-- start of DOCUMENT EXCERPT --

The Upstash Vector Python client
Note
This project is in GA Stage.
The Upstash Professional Support fully covers this project. It receives regular updates, and bug fixes. The Upstash team is committed to maintaining and improving its functionality.
Install a released version from pip:
pip3 install upstash-vector
In order to use this client, head out to Upstash Console and create a vector database. There, get the URL and the TOKEN from the dashboard.
from upstash_vector import Index
index = Index(url=UPSTASH_VECTOR_REST_URL, token=UPSTASH_VECTOR_REST_TOKEN)
or alternatively, initialize from the environment
export UPSTASH_VECTOR_REST_URL [URL]
export UPSTASH_VECTOR_REST_TOKEN [TOKEN]
from upstash_vector import Index
index = Index.from_env()
There are couple ways to upsert vectors. Feel free to use whichever one feels the most comfortable.
index.upsert(
vectors=[
("id1", [0.1, 0.2], {"metadata_field": "metadata_value"}),
("id2", [0.3, 0.4]),
]
)
index.upsert(
vectors=[
{"id": "id3", "vector": [0.1, 0.2], "metadata": {"metadata_f": "metadata_v"}},
{"id": "id4", "vector": [0.5, 0.6]},
]
)
from upstash_vector import Vector
index.upsert(
vectors=[
Vector(id="id5", vector=[1, 2], metadata={"metadata_f": "metadata_v"}),
Vector(id="id6", vector=[6, 7]),
]
)
If you are using an Upstash Vector with an embedding model, you can directly insert data as a string:
from upstash_vector import Data
res = index.upsert(
vectors=[
Data(id="id5", data="Goodbye-World", metadata={"metadata_f": "metadata_v"}),
Data(id="id6", data="Hello-World"),
]
)
query_vector = [0.6, 0.9]
top_k = 6
query_res = index.query(
vector=query_vector,
top_k=top_k,
include_vectors=True,
include_metadata=True,
filter="metadata_f = 'metadata_v'"

-- end of DOCUMENT EXCERPT --
-- start of ITEMS --

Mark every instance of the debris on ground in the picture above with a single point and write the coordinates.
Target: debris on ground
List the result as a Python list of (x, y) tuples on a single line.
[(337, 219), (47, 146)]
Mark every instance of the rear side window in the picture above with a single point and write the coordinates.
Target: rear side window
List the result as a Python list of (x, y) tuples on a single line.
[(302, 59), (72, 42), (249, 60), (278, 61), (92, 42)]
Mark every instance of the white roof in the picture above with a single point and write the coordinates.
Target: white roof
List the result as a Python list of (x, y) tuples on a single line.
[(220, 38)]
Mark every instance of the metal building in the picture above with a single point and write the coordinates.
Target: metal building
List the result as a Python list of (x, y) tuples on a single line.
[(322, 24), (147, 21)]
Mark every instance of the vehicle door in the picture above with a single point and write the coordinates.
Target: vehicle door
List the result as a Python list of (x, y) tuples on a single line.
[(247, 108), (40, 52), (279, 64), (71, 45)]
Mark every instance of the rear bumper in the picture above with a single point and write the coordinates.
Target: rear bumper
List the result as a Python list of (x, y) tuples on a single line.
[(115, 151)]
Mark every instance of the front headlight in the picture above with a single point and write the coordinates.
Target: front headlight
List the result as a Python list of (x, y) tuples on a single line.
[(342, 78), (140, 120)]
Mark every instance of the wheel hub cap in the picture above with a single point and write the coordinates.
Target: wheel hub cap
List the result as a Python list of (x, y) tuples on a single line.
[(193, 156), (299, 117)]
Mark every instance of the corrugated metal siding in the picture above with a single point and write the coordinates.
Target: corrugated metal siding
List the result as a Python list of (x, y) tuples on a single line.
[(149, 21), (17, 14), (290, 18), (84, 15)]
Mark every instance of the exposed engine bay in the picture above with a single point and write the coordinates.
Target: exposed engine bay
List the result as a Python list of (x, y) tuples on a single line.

-- end of ITEMS --

GIVEN TASK: Copy the Upstash Vector client text starting at "Install a released" and ending at "index = Index.from_env()", replacing "environment" with "shell environment".

FULL RESPONSE:
Install a released version from pip:
pip3 install upstash-vector
In order to use this client, head out to Upstash Console and create a vector database. There, get the URL and the TOKEN from the dashboard.
from upstash_vector import Index
index = Index(url=UPSTASH_VECTOR_REST_URL, token=UPSTASH_VECTOR_REST_TOKEN)
or alternatively, initialize from the shell environment
export UPSTASH_VECTOR_REST_URL [URL]
export UPSTASH_VECTOR_REST_TOKEN [TOKEN]
from upstash_vector import Index
index = Index.from_env()